● Given instruction
Write out again only the lines running from the one that contains "pixel 340 214." to the end of the records below, including both the first and the last.

Items listed in a dataset
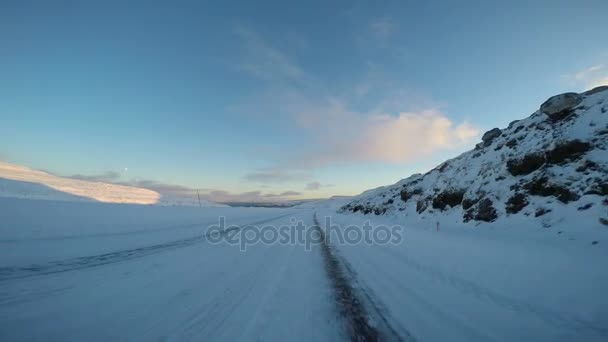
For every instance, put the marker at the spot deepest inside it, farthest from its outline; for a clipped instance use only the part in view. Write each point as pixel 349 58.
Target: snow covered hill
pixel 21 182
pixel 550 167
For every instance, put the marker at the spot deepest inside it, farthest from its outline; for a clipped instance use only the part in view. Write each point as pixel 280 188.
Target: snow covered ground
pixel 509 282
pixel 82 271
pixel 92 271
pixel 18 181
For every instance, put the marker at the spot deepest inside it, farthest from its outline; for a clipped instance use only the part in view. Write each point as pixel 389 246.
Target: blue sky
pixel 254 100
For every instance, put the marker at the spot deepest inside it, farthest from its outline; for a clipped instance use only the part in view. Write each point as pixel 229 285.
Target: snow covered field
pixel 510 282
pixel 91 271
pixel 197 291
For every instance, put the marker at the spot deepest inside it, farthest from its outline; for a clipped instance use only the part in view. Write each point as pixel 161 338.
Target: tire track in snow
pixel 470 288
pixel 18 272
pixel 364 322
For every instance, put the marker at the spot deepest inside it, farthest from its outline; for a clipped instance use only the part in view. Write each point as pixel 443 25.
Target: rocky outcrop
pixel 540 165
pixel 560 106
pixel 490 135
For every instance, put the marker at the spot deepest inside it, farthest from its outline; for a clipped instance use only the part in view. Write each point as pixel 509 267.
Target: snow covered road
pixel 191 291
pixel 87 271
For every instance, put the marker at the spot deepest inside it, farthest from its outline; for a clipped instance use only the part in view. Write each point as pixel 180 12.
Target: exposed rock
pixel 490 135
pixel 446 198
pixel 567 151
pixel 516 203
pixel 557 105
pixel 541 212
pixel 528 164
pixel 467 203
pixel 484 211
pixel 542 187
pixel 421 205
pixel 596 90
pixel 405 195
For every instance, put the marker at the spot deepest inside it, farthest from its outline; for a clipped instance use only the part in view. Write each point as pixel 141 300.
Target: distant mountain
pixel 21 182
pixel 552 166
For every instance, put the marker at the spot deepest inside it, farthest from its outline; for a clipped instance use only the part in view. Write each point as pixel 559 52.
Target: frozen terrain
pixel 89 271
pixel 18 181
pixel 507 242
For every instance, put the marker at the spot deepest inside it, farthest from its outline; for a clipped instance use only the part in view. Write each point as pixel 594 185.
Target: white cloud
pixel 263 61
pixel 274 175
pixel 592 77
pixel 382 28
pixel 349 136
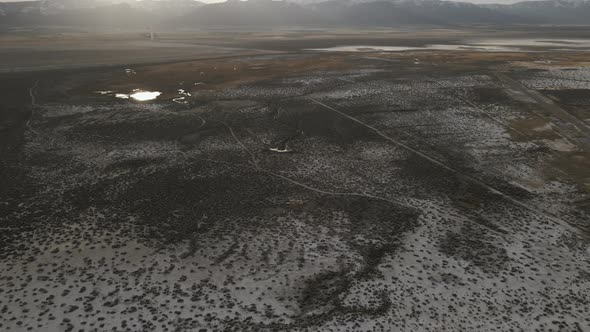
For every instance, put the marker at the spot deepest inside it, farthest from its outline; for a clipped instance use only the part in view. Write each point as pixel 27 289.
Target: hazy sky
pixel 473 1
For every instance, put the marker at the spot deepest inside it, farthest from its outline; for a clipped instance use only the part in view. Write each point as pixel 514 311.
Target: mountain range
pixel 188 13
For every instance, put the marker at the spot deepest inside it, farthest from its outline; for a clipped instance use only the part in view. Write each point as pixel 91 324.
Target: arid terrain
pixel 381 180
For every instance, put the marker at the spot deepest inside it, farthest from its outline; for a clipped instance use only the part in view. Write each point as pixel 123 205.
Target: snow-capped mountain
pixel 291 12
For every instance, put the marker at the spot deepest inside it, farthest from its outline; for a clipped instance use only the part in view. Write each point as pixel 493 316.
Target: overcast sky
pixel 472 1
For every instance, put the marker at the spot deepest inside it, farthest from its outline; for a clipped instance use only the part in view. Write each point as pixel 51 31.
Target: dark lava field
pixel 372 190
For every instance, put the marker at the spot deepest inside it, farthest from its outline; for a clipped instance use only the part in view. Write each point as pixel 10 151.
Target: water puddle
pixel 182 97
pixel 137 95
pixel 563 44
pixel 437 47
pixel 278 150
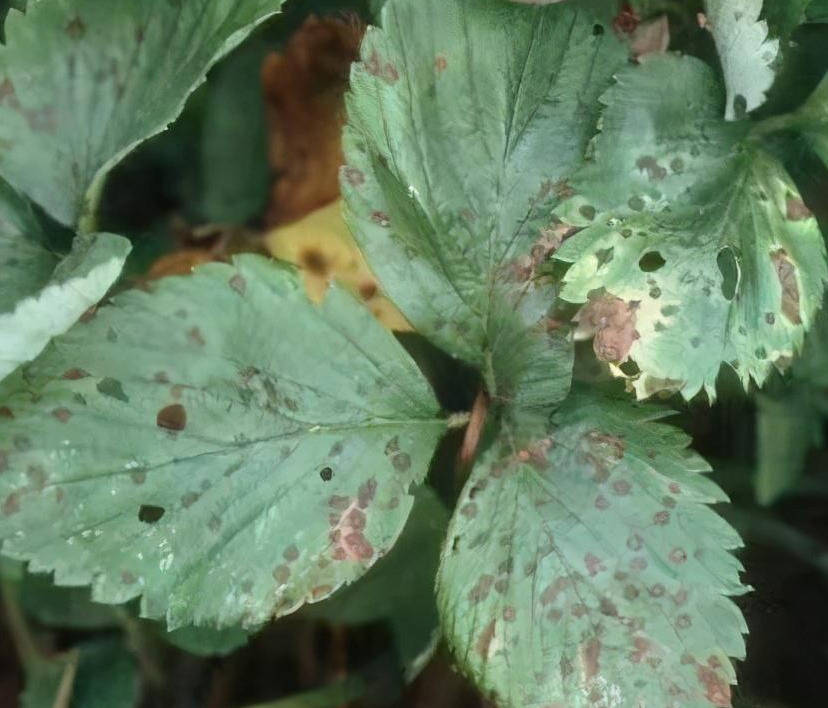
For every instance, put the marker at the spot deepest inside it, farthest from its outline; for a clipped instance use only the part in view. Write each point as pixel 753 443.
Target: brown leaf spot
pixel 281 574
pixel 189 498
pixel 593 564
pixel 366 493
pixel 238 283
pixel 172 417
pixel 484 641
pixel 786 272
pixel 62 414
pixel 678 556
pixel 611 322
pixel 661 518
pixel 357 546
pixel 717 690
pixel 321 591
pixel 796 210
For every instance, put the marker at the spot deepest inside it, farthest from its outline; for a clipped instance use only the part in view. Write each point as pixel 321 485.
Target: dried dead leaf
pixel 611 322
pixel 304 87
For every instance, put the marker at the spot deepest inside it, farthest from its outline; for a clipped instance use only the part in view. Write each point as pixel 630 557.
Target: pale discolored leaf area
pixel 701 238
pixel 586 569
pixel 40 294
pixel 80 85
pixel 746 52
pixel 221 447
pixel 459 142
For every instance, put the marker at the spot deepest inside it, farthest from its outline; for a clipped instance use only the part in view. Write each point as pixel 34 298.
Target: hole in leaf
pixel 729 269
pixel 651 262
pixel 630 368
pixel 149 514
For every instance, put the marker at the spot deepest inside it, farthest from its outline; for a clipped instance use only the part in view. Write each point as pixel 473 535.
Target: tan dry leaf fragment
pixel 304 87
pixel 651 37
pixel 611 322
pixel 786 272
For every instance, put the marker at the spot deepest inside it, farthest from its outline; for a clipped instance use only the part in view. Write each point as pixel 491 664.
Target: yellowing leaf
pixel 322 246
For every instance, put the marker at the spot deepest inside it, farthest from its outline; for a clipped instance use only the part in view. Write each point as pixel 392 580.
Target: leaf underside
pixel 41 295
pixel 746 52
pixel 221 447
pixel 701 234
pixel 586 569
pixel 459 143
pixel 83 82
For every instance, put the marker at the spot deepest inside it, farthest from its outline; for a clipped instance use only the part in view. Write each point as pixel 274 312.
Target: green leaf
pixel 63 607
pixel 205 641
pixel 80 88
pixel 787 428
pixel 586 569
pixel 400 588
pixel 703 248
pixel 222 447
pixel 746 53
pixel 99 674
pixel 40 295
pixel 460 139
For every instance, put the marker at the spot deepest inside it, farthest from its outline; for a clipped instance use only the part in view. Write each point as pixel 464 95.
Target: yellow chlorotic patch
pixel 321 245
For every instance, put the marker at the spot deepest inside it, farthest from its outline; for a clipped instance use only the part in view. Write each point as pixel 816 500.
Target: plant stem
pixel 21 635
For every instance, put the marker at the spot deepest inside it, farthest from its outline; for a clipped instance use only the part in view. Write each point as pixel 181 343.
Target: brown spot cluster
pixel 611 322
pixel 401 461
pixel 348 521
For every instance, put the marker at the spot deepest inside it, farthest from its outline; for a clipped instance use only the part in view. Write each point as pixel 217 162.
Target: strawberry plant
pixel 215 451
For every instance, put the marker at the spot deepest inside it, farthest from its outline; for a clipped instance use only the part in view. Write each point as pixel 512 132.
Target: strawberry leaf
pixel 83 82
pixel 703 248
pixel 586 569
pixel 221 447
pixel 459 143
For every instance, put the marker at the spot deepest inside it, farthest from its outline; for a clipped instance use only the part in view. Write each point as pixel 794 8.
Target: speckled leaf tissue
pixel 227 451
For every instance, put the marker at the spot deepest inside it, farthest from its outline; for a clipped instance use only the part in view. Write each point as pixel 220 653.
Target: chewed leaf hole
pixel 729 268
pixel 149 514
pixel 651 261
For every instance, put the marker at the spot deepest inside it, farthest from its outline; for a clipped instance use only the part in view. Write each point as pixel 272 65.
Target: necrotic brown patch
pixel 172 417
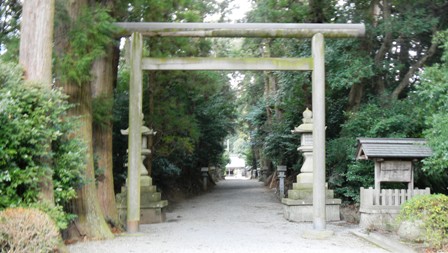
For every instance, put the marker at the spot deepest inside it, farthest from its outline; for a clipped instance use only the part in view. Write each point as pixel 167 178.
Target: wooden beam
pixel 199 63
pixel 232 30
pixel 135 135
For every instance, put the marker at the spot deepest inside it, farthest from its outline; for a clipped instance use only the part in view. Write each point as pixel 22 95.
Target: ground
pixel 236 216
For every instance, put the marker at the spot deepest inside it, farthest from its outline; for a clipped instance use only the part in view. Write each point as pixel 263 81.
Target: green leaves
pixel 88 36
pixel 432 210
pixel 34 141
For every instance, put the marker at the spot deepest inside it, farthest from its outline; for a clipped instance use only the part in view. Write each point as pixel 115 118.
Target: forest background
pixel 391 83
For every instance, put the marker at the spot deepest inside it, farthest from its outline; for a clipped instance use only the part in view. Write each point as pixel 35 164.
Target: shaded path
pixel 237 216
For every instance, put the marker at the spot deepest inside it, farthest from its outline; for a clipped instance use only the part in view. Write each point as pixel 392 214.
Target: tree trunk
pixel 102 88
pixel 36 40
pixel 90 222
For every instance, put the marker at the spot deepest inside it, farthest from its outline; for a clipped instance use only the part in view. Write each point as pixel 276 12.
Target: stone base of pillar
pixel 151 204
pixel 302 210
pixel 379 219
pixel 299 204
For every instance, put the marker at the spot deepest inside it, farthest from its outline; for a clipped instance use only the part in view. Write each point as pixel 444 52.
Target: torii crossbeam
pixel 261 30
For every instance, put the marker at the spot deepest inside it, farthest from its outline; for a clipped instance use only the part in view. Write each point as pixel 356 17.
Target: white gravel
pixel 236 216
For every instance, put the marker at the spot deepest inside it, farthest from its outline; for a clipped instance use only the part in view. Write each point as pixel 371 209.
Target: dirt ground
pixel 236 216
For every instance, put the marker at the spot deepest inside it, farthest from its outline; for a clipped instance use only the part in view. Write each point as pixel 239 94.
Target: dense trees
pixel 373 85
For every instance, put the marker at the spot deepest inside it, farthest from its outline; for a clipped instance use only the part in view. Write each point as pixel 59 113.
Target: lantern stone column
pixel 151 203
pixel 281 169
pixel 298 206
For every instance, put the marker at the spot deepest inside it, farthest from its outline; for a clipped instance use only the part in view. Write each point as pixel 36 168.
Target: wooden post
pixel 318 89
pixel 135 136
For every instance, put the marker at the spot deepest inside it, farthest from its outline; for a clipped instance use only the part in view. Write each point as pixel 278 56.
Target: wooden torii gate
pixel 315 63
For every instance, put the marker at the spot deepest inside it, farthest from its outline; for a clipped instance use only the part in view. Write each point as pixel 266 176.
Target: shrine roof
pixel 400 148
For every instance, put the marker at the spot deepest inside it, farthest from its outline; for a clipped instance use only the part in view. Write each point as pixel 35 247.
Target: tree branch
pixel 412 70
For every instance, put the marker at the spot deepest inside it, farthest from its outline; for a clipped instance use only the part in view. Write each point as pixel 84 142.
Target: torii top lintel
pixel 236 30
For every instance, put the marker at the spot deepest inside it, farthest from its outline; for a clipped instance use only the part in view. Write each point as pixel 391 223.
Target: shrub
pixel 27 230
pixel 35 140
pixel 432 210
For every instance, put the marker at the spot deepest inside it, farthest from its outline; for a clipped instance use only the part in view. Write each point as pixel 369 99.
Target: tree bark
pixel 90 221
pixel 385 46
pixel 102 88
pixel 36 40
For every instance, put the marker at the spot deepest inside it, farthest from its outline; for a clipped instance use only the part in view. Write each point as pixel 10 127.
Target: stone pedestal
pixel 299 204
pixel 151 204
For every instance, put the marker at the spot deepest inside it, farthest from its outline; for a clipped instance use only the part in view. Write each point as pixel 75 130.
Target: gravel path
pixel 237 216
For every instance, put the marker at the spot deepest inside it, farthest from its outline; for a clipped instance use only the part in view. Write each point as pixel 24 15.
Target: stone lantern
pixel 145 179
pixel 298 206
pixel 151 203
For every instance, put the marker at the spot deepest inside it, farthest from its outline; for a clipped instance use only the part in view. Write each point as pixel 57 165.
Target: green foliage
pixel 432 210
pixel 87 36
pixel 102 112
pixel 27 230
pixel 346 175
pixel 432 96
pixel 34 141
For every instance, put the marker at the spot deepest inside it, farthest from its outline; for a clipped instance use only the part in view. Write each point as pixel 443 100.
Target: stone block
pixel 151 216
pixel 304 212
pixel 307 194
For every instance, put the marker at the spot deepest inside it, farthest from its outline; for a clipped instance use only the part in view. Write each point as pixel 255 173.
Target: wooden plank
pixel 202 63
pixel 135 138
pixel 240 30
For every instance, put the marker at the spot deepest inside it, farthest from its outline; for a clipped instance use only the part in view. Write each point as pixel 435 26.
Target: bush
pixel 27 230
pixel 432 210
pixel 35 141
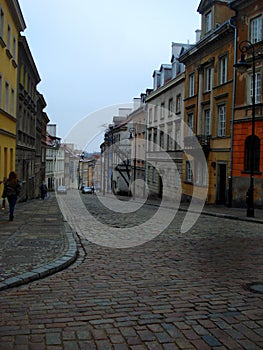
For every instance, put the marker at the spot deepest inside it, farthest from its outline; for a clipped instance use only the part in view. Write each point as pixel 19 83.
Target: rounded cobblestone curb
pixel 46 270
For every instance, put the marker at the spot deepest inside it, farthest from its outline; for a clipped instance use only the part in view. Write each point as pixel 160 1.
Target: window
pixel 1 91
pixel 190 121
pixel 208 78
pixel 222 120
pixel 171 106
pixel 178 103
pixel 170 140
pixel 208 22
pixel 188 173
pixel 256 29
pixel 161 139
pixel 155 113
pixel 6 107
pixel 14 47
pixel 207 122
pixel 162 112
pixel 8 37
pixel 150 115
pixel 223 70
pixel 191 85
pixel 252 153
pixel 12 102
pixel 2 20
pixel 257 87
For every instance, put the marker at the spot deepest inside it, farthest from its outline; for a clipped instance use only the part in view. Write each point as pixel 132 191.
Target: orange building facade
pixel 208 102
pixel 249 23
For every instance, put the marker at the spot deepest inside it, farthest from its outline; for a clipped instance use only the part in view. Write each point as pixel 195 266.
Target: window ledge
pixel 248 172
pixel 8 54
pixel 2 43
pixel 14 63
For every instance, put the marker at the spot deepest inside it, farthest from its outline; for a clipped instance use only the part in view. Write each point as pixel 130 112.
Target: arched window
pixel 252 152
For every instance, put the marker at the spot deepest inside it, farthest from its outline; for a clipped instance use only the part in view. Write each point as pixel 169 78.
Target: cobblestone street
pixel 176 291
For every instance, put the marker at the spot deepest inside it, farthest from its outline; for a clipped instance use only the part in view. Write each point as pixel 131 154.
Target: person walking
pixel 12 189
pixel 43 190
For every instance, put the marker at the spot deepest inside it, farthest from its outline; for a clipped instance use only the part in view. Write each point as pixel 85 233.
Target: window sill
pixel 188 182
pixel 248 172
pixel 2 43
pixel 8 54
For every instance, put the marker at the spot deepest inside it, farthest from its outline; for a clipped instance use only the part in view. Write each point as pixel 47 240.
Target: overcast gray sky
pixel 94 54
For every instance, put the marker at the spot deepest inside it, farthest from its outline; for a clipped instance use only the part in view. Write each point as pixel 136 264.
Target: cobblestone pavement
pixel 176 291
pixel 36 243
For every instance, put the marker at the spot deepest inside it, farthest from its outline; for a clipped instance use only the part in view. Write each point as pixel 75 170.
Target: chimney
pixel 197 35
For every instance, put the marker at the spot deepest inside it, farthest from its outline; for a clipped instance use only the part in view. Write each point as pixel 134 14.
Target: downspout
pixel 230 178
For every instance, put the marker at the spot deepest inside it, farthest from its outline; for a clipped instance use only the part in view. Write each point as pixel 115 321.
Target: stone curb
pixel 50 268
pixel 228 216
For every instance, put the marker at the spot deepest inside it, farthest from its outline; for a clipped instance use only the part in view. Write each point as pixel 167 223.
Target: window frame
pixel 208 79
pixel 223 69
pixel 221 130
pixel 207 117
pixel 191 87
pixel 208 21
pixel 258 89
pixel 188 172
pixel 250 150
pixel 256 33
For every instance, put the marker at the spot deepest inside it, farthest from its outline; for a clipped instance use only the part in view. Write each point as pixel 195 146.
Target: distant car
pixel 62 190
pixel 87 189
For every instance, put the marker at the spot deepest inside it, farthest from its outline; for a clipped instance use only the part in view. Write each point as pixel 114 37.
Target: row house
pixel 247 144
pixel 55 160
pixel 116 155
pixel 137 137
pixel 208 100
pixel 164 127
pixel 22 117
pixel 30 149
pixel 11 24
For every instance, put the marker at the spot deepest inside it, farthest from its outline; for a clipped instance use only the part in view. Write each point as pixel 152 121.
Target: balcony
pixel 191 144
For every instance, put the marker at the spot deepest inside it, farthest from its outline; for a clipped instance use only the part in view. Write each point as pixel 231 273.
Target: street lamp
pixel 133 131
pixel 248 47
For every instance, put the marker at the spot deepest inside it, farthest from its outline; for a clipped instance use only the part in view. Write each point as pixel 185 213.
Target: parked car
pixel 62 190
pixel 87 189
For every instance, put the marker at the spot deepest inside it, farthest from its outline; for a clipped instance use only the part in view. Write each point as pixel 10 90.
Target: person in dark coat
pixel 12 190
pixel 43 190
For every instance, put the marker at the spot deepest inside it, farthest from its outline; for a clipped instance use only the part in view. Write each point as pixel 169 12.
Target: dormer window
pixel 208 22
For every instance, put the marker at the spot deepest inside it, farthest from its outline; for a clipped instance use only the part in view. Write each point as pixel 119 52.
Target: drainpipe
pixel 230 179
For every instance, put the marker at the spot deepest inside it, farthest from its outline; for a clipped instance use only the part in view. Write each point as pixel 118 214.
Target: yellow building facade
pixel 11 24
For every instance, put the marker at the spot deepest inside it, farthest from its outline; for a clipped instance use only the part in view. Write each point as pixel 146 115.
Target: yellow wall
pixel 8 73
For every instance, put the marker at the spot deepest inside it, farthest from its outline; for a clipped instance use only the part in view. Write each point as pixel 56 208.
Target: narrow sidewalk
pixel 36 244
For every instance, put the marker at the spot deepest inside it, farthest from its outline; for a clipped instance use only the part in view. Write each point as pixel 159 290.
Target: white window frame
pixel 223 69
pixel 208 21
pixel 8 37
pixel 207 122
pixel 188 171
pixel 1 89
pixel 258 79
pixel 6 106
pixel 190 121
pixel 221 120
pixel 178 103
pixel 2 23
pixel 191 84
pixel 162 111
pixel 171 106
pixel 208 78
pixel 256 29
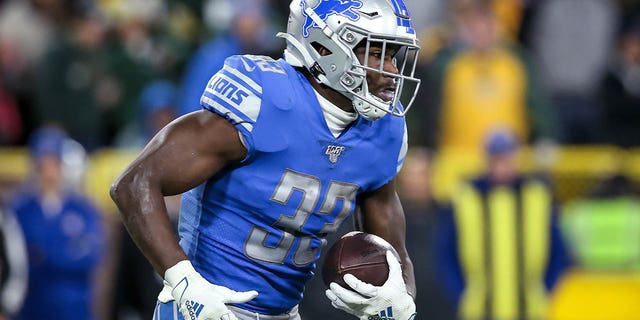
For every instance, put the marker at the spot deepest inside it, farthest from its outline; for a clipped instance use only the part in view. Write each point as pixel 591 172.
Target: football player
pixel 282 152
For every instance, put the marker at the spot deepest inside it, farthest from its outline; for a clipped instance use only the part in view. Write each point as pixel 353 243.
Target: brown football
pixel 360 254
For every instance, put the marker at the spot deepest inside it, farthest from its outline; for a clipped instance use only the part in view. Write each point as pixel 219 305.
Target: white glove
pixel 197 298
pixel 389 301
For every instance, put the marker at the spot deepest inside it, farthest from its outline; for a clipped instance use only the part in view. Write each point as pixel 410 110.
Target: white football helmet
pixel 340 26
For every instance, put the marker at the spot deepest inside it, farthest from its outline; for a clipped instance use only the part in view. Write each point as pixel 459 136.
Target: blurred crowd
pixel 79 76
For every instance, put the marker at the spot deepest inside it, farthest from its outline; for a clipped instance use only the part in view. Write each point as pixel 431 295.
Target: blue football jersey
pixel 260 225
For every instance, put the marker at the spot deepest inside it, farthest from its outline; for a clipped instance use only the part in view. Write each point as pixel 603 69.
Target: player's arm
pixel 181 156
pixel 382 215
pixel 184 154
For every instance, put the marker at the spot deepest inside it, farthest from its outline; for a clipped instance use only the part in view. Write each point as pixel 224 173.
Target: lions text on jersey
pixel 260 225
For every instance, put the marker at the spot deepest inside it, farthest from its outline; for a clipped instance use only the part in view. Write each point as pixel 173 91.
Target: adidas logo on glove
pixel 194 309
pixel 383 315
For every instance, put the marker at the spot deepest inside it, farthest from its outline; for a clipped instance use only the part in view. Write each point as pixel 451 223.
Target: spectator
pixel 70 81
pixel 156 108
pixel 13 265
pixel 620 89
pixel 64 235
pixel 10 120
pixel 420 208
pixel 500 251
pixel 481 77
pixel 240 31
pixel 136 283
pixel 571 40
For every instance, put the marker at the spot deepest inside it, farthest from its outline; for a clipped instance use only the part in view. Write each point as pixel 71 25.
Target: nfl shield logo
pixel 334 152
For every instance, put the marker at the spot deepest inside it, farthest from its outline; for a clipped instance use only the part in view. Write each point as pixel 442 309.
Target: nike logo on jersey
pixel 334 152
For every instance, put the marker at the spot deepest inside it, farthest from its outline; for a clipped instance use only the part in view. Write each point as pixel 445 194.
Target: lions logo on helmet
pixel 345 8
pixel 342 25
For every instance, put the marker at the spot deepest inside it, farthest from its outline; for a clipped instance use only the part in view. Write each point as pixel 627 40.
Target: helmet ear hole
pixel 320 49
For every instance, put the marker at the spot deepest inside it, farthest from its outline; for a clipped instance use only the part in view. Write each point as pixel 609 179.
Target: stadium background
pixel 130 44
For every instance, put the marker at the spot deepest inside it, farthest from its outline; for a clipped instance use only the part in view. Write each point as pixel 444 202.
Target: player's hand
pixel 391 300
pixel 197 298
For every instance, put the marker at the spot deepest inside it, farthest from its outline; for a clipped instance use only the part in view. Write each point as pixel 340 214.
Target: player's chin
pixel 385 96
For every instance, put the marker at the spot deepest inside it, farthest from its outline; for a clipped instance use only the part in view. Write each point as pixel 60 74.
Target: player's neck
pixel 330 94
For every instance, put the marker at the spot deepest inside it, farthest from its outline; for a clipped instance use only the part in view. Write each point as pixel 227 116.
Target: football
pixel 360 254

● Result of this exercise
For every instance, put the marker at the spot deepest inside it, farthest from its outline; for a clipped instance use only the part in view. Write each point as pixel 340 214.
Target: player's chin
pixel 385 96
For every instance, put the marker at the spot deepest inside it, farthest from its outline; for a clipped instance use only the part in view. Write each point as pixel 60 74.
Target: player's neck
pixel 330 94
For every instance, put the marker at the spot deepest inside it, farthest from its outline; for a clipped instance use only the part in view. Write each point as pixel 227 116.
Target: football
pixel 360 254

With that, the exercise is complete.